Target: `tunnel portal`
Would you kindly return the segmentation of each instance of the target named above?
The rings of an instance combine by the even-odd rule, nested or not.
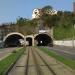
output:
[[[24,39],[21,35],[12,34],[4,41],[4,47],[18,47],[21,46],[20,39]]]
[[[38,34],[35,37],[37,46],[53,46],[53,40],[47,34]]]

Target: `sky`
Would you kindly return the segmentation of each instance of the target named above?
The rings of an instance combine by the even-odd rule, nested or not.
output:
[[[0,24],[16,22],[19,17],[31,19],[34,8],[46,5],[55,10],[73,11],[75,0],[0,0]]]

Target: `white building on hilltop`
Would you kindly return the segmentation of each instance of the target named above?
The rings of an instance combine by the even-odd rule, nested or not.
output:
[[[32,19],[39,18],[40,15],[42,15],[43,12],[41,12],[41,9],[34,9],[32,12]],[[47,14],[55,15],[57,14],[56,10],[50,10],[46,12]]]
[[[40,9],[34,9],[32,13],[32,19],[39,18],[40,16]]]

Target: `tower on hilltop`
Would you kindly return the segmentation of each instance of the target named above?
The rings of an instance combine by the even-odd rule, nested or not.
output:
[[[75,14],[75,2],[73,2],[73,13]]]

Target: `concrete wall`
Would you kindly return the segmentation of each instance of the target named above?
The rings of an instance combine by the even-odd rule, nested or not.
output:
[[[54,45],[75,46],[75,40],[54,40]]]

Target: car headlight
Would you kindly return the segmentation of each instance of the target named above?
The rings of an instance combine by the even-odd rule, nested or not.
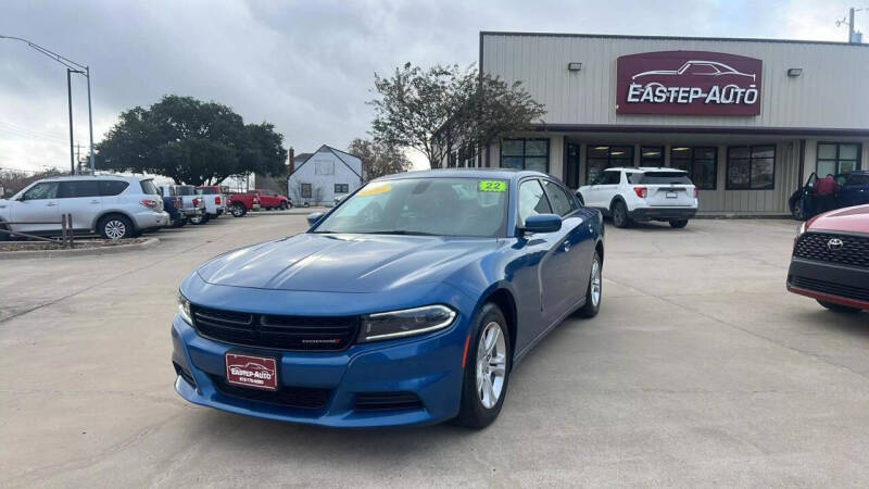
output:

--------------------------------

▸ Written task
All lines from the one holding "Target: car headlight" to the end of the listing above need to be duplicated exactly. None of the pictures should be included.

▸ Written response
Target: car headlight
Would you kindly return the segmentation of each instance of the target named above?
The rings of an instance combine by the even-odd rule, nested or not.
output:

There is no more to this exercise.